Instruction:
Print out the material that follows word for word.

Data items
__________________________________________________

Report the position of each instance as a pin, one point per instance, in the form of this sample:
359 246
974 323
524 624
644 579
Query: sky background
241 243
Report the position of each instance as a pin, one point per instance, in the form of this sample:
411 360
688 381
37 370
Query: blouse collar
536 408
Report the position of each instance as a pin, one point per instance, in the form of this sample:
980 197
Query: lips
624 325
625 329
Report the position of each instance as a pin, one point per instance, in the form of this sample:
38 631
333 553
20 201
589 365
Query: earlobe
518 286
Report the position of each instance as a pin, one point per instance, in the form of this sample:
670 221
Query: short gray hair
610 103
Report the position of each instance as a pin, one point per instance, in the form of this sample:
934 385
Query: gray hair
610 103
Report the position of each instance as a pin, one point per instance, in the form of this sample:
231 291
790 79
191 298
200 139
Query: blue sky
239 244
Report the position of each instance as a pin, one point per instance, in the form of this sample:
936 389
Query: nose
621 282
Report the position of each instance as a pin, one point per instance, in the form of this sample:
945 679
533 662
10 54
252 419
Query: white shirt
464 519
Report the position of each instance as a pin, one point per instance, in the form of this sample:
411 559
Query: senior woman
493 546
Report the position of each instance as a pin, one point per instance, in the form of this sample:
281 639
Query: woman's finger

__________________________________________________

Solution for this problem:
Report the position of each instance as a pin, one point per instance, in the form of this sample:
359 246
974 323
524 624
644 579
Query: sky background
241 243
Report the position of each instance as a pin, one point per instance, in the form of this sample:
411 360
688 381
37 370
Query: blouse collar
536 408
Report the position of each instance as a pin, one point per instance, in the form of this sample:
980 197
Query: lips
624 325
625 329
Report the position of each instance as a pin, one point per instance, in the form of this sample:
38 631
333 553
20 201
589 365
Query: earlobe
518 286
Report the position of each instance as a pin, one point per instance, in the form of this sample:
670 221
Query: short gray hair
610 103
Report the position of each instance as a pin, one point per instance, in the form of this sample:
934 385
Query: gray hair
610 103
Report the position of each instance as a pin, one point per instance, in the form of this sample:
231 291
790 79
191 298
200 139
Query: blue sky
239 244
Report the position of each instance as a pin, one point per instance, in the form of this sample:
936 389
Query: nose
621 282
Report the position of each instance as a pin, one point per instance, in the form of this sample:
945 679
533 662
10 54
252 419
Query: white shirt
464 519
Report the position of each instance as a pin, one point per instance, in the form of this sample:
411 559
Query: senior woman
493 546
Report the position of each instance as a pin, one point per instance, in the form of this sample:
281 639
Query: woman's finger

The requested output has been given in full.